---------- The input

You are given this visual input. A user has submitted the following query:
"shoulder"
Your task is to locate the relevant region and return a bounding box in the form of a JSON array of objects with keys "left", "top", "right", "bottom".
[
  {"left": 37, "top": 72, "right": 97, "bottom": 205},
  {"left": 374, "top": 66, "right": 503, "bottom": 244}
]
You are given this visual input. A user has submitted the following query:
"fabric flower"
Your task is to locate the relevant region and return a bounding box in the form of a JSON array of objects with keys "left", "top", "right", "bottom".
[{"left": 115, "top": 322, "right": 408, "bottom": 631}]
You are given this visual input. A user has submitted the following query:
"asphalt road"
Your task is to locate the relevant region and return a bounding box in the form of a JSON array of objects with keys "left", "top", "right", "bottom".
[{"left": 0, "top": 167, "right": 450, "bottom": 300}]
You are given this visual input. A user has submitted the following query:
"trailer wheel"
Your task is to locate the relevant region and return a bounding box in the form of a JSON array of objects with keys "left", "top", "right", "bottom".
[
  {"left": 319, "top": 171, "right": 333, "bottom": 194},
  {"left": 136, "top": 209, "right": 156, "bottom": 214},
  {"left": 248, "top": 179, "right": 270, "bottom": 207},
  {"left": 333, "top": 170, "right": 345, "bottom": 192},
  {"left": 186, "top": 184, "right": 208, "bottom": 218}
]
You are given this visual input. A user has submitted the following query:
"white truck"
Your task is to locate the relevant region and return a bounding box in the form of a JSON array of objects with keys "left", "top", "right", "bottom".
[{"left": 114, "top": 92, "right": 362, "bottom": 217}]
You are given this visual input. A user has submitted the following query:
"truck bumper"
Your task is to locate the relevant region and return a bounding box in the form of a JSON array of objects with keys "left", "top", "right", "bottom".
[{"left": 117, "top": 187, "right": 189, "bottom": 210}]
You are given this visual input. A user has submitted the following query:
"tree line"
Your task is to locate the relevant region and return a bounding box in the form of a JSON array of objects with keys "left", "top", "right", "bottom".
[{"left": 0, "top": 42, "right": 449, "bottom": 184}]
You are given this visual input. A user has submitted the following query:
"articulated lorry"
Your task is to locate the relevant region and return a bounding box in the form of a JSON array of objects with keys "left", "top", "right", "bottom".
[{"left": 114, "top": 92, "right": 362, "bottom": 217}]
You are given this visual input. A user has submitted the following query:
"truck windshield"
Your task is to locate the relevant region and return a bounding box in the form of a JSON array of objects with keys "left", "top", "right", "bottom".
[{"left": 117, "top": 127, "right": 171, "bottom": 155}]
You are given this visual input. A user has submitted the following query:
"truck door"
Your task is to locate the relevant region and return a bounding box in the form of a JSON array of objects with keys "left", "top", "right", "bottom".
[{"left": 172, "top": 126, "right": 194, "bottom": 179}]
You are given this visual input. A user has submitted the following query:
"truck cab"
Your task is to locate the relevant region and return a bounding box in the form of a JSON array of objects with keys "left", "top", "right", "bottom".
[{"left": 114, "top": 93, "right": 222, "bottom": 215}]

--------------------

Work to be completed: Gather every line above that contains the string "truck" and copy each one in full; case counts.

Response below:
"white truck"
"truck bumper"
"truck windshield"
"truck door"
"truck cab"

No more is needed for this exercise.